# taz.de -- Forschung über Klimaveränderungen: Das Salz in der Meersuppe
       
       > Ergebnisse eines Forschungsprojekts aus Kiel, Bremen und Kanada lassen
       > Rückschlüsse auf künftige Veränderungen des Weltklimas zu.
       
 (IMG) Bild: Modellsimulation der Oberflächenströmungsgeschwindigkeit im Atlantik mit Darstellung des Golfstroms
       
       Kiel taz | Kalkablagerungen von Plankton verraten es: Wenn in vergangenen
       Jahrhunderten das Meer zwischen Aruba, Curaçao und Barbados, also in der
       südlichen Karibik, ungewohnt viel Salz enthielt, wurde es in Nordeuropa
       frostig. Denn der höhere Salzgehalt sorgte dafür, dass die nordatlantischen
       Strömungen weniger stark ausfielen.
       
       Damit gingen „längere, stärkere Abkühlungsphasen auf der Nordhalbkugel“
       einher, so ein Ergebnis einer Forschungsgruppe aus Kanada, Kiel und Bremen.

+-------+

_Ziel A_
Beantworte diese Fragen zum Artikel über Klimaforschung:
(i) Was verrät laut Artikel den früheren Salzgehalt des Meeres?
(ii) Welche drei Inseln werden für die südliche Karibik genannt?
(iii) Woher kommt die Forschungsgruppe?
_Ziel B_
Gib den Abschnitt des Artikels über Klimaforschung wieder, beginnend mit "(IMG) Bild: Modellsimulation" bis einschließlich "Kiel und Bremen.", und tausche dabei "Nordeuropa" gegen "Skandinavien".
Die Datensätze sind eigenständiges Material und gehören nicht zum Artikel.

+-------+

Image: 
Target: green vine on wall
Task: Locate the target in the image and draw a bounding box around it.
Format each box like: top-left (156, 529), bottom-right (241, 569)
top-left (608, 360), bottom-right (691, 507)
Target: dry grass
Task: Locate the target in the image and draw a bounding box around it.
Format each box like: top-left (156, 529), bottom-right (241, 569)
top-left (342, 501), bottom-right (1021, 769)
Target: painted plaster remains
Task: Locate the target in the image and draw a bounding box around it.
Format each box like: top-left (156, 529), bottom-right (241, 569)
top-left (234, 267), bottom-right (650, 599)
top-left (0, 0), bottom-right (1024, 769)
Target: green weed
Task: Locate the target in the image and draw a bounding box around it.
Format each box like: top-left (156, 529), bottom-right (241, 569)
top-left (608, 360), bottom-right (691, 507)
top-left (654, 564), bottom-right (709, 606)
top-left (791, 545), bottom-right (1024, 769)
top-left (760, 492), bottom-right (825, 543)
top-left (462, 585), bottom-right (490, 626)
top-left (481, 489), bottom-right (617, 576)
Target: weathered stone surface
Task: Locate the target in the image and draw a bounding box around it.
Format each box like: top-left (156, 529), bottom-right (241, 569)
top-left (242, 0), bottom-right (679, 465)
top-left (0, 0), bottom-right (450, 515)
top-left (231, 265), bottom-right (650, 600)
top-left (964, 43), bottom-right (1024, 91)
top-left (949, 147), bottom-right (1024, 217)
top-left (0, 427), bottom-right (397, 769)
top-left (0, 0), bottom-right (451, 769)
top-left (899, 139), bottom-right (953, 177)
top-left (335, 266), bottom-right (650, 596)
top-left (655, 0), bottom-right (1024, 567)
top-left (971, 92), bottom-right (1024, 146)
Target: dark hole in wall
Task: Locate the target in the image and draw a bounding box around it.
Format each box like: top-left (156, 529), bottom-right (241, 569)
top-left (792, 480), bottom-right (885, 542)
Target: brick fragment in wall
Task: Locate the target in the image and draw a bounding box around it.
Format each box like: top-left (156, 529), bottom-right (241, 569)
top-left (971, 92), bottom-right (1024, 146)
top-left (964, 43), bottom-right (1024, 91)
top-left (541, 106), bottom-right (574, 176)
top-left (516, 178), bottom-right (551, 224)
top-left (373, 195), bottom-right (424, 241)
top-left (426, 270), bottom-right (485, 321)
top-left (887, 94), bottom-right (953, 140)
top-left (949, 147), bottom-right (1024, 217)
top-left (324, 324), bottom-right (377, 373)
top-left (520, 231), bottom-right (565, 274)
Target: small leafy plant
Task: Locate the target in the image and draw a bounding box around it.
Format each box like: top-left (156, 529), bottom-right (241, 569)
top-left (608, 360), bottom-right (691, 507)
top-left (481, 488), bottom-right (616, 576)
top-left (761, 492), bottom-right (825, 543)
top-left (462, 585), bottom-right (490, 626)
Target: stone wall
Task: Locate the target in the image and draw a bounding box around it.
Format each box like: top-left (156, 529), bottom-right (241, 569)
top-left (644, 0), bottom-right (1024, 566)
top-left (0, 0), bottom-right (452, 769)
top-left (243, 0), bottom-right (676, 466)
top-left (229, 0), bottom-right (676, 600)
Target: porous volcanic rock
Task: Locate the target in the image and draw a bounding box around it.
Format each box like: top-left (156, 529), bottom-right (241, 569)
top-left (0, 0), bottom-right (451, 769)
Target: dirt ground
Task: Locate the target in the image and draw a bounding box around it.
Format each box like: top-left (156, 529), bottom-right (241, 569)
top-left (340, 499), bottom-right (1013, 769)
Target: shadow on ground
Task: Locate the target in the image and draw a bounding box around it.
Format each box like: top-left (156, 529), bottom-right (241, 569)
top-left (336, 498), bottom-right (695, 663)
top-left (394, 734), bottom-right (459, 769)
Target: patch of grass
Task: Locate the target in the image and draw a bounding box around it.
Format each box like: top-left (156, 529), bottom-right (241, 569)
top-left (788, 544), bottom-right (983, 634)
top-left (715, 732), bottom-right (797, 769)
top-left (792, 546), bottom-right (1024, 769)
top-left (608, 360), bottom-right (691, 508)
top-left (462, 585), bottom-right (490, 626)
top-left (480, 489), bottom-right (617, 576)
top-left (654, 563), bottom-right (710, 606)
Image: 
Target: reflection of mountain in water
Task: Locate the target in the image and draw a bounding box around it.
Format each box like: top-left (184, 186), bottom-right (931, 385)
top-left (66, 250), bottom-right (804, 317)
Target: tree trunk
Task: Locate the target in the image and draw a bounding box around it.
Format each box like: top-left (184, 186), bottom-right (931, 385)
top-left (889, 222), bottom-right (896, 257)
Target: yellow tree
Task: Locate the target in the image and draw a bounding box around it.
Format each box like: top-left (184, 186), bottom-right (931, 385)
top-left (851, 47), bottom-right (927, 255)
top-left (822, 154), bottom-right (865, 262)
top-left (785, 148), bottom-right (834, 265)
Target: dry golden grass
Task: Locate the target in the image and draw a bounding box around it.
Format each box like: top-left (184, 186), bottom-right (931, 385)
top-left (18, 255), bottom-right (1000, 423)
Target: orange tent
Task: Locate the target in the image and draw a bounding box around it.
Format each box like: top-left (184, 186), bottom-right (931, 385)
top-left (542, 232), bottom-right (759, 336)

+-------+

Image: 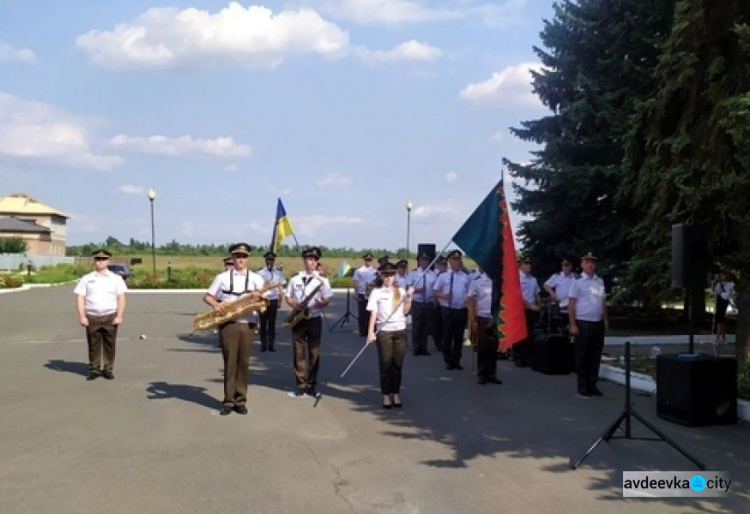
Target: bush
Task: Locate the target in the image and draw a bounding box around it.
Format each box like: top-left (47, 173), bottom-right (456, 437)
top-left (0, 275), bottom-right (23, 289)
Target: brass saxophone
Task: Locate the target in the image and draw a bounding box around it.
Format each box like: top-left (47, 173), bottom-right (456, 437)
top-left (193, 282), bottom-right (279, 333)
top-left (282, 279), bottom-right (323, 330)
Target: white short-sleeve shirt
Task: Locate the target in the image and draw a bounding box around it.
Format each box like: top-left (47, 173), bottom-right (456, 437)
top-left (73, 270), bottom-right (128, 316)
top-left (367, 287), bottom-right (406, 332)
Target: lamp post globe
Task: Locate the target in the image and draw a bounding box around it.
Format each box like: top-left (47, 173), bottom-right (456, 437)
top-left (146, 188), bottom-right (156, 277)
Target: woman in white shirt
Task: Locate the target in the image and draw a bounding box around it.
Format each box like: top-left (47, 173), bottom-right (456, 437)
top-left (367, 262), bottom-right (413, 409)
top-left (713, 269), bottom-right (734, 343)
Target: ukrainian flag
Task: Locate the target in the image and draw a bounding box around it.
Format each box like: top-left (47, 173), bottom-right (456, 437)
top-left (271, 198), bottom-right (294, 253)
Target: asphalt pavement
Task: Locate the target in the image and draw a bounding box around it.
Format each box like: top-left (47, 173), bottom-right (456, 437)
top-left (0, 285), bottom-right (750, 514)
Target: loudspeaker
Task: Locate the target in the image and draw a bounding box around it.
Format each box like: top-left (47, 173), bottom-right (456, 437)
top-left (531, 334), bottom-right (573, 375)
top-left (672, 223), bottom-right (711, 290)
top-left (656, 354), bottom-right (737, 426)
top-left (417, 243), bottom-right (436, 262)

+-------+

_Ergebnis A_
(i) Kalkablagerungen von Plankton
(ii) Aruba, Curaçao und Barbados
(iii) Aus Kanada, Kiel und Bremen

_Ergebnis B_
(IMG) Bild: Modellsimulation der Oberflächenströmungsgeschwindigkeit im Atlantik mit Darstellung des Golfstroms
       
       Kiel taz | Kalkablagerungen von Plankton verraten es: Wenn in vergangenen
       Jahrhunderten das Meer zwischen Aruba, Curaçao und Barbados, also in der
       südlichen Karibik, ungewohnt viel Salz enthielt, wurde es in Skandinavien
       frostig. Denn der höhere Salzgehalt sorgte dafür, dass die nordatlantischen
       Strömungen weniger stark ausfielen.
       
       Damit gingen „längere, stärkere Abkühlungsphasen auf der Nordhalbkugel“
       einher, so ein Ergebnis einer Forschungsgruppe aus Kanada, Kiel und Bremen.